Stored data entries

[start]

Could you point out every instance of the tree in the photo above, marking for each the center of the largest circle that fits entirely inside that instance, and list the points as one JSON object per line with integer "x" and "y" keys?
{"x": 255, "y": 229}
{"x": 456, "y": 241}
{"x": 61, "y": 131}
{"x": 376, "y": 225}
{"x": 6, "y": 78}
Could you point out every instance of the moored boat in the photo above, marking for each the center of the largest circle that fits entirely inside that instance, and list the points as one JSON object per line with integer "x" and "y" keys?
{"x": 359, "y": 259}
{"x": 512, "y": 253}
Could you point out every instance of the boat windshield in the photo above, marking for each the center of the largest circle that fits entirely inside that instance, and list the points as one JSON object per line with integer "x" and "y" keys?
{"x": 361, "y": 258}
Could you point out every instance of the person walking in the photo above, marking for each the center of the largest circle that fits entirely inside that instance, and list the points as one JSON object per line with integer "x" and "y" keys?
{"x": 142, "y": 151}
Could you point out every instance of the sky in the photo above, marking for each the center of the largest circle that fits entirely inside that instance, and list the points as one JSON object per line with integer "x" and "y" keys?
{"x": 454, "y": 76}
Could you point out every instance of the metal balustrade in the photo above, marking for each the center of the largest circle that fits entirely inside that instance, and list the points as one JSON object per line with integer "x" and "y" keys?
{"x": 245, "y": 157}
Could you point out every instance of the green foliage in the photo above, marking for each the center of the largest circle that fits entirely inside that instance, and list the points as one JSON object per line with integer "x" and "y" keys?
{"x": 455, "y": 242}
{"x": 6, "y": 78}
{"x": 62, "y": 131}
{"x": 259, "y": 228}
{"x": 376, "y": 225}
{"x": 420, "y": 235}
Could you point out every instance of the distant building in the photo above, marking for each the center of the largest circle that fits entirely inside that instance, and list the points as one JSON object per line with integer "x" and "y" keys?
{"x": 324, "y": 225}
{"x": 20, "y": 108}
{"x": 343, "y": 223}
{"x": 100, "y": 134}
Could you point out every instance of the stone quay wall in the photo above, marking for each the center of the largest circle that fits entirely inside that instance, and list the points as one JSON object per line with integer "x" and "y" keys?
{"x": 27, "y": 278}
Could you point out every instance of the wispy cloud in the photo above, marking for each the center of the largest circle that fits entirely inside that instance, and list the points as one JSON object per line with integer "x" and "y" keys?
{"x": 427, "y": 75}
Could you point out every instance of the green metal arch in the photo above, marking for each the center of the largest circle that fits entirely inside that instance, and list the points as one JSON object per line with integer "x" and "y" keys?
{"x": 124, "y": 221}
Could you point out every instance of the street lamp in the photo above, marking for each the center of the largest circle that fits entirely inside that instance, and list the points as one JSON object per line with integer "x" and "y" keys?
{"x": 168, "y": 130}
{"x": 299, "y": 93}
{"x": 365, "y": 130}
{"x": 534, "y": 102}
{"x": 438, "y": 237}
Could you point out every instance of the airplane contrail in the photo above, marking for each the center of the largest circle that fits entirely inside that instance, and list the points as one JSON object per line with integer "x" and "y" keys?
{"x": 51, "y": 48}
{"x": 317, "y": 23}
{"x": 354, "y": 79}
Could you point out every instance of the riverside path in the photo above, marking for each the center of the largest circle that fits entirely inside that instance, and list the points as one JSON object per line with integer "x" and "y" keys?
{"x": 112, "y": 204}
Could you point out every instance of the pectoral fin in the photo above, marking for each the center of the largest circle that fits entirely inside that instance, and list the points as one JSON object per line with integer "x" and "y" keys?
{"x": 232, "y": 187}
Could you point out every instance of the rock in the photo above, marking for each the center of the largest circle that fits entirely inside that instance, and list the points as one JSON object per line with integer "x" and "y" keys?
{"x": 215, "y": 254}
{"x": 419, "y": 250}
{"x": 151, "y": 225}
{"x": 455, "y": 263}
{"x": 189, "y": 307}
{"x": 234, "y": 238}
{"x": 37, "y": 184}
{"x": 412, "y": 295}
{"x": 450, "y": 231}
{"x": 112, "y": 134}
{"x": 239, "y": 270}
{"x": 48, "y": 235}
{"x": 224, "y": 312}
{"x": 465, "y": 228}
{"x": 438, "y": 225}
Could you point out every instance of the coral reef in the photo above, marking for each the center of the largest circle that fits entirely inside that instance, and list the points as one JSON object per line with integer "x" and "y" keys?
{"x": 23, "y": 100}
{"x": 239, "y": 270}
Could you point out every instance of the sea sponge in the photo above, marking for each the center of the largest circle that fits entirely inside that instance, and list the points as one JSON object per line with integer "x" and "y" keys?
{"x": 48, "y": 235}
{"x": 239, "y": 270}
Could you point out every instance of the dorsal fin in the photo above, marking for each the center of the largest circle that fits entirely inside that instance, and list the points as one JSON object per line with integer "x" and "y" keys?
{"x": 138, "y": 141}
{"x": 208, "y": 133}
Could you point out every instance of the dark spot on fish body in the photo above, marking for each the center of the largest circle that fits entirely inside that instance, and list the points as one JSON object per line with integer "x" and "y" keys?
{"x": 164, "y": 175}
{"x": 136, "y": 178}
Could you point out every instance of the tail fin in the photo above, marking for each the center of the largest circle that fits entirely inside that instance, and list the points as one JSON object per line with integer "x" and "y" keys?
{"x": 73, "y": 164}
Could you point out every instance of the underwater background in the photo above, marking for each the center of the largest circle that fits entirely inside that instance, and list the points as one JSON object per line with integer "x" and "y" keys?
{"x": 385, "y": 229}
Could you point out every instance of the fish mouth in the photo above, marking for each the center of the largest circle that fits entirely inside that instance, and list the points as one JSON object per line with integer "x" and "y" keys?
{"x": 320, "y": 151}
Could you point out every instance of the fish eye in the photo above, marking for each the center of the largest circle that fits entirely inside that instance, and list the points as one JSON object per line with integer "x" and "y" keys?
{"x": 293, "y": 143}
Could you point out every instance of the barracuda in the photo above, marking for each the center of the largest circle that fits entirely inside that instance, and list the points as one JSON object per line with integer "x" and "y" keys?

[end]

TASK DESCRIPTION: Each entry above is to be printed again exactly.

SOLUTION TO THE PROBLEM:
Could you point out every instance of the tree in the photo above, marking for each the center of the largest circle that fits entirely inside that instance, and list the points as one JSON object per line with integer "x" and "y" keys?
{"x": 255, "y": 229}
{"x": 456, "y": 241}
{"x": 61, "y": 131}
{"x": 376, "y": 225}
{"x": 6, "y": 78}
Could you point out every instance of the moored boat in the photo above, marking for each the center of the largest circle that fits entirely inside that instance, and list the points as one JSON object per line with integer "x" and "y" keys?
{"x": 359, "y": 259}
{"x": 512, "y": 253}
Could you point out every instance of the boat windshield in the photo above, marking for each the center of the largest circle that fits entirely inside that instance, and list the points as one JSON object per line with integer "x" and "y" keys?
{"x": 361, "y": 258}
Could you point out every instance of the person walking in the photo above, marking for each the center of the largest circle that fits entirely inside that instance, and list the points as one JSON object per line with integer "x" and "y" keys?
{"x": 142, "y": 151}
Could you point out every instance of the sky in the photo above, marking for each the center of the largest circle that fits entirely inside that instance, and list the points as one JSON object per line with integer "x" and "y" keys?
{"x": 454, "y": 76}
Could you point out every instance of the metal balustrade in the photo above, marking for each the center of the largest circle that fits entirely inside that instance, and list the points as one JSON object per line with integer "x" and "y" keys?
{"x": 245, "y": 157}
Could you point out every instance of the green foliage in the photo above, marking for each the center of the largest circle that fits entirely inside that instance, and list the points as one JSON object per line with integer "x" and "y" keys?
{"x": 455, "y": 242}
{"x": 6, "y": 78}
{"x": 62, "y": 131}
{"x": 259, "y": 228}
{"x": 376, "y": 225}
{"x": 420, "y": 235}
Could you point out every instance of the distant building in the photo above, marking for each the center of the largest circle that fits entirely inside that instance, and list the points as one JSON object per line with integer "x" and "y" keys?
{"x": 324, "y": 225}
{"x": 20, "y": 108}
{"x": 343, "y": 223}
{"x": 100, "y": 134}
Could you point out every instance of the stone quay wall in the photo above, marking for each the center of the largest circle that fits entirely inside that instance, and list the points as one JSON object per line with integer "x" and "y" keys?
{"x": 27, "y": 278}
Could you point out every instance of the wispy cloud in the photo above, marking for each the center of the largest circle that fits entirely inside that instance, and list the points as one JSON object per line with integer "x" and "y" keys?
{"x": 427, "y": 75}
Could you point out every instance of the green metal arch in the photo above, marking for each the center of the largest circle that fits entirely inside that instance, and list the points as one JSON object per line with integer "x" and "y" keys?
{"x": 124, "y": 221}
Could you point out every instance of the street lamp in the photo above, marking for each the center of the largest circle that fits entirely inside that instance, and list the points as one JSON object per line with integer "x" and "y" keys?
{"x": 168, "y": 130}
{"x": 299, "y": 93}
{"x": 365, "y": 130}
{"x": 534, "y": 102}
{"x": 438, "y": 237}
Could you point out every instance of the airplane contrail in the photo above, marking for each the center of the largest circle that fits entirely inside that instance, and list the points as one JSON object per line with integer "x" and "y" keys?
{"x": 51, "y": 48}
{"x": 317, "y": 23}
{"x": 354, "y": 79}
Could you point out every instance of the riverside path in the photo above, marking for each the center of the largest circle that fits entirely inside that instance, and list the points as one JSON object per line with integer "x" and "y" keys?
{"x": 112, "y": 204}
Could you point out every instance of the pectoral fin in the photo above, marking for each the center of the largest circle that fits entirely inside that instance, and list the points as one JSON object per line with integer "x" and "y" keys?
{"x": 232, "y": 187}
Could you point out every instance of the rock in the photo above, marking for each the center of the largest circle that fits entirely inside that instance, and list the points as one JSON object per line with integer "x" and "y" keys?
{"x": 215, "y": 254}
{"x": 419, "y": 250}
{"x": 151, "y": 225}
{"x": 455, "y": 263}
{"x": 189, "y": 307}
{"x": 234, "y": 238}
{"x": 37, "y": 184}
{"x": 412, "y": 295}
{"x": 450, "y": 231}
{"x": 112, "y": 134}
{"x": 239, "y": 270}
{"x": 48, "y": 235}
{"x": 224, "y": 312}
{"x": 465, "y": 228}
{"x": 438, "y": 225}
Could you point out every instance of the coral reef in the photo above, marking for each the center of the largest circle that fits entirely inside that instance, and list the points as one JSON object per line with integer "x" and "y" keys?
{"x": 23, "y": 100}
{"x": 239, "y": 270}
Could you point out every instance of the sea sponge in the photo above, marking for each the center of the largest circle that fits entirely inside that instance, and list the points as one JSON object per line with integer "x" and "y" keys?
{"x": 48, "y": 235}
{"x": 239, "y": 270}
Could you point out every instance of the dorsal fin in the photo above, marking for each the center of the largest circle that fits entirely inside that instance, and list the points as one JSON object per line with integer "x" and "y" keys?
{"x": 138, "y": 141}
{"x": 208, "y": 133}
Could you point out every instance of the dark spot on fish body in the photo above, marking for each the center of the largest circle that fits entirely inside that instance, and list the points as one JSON object per line with integer "x" and "y" keys?
{"x": 164, "y": 175}
{"x": 136, "y": 178}
Could you point out every instance of the tail fin in the photo above, marking for each the center of the largest circle that fits entirely inside that instance, and list the points as one JSON object per line with integer "x" and "y" keys?
{"x": 73, "y": 164}
Could you point out every instance of the underwater background in the photo above, marking for each the center of the largest circle that fits entirely inside that instance, and list the points as one JSON object per line with integer "x" and "y" keys?
{"x": 385, "y": 229}
Could you point out every instance of the fish mouth in the photo above, marking for each the center of the largest circle that fits entirely inside that instance, and list the points as one JSON object per line with integer "x" and "y" keys?
{"x": 320, "y": 151}
Could you point out every instance of the fish eye in the photo above, marking for each the center of the largest circle that fits entirely inside that instance, and list the points as one JSON object per line with integer "x" and "y" keys?
{"x": 293, "y": 143}
Could you point out every instance of the barracuda in the photo above, marking for each the center of the largest circle that fits entirely inside that instance, and list the points as one JSON object per line with integer "x" and "y" keys?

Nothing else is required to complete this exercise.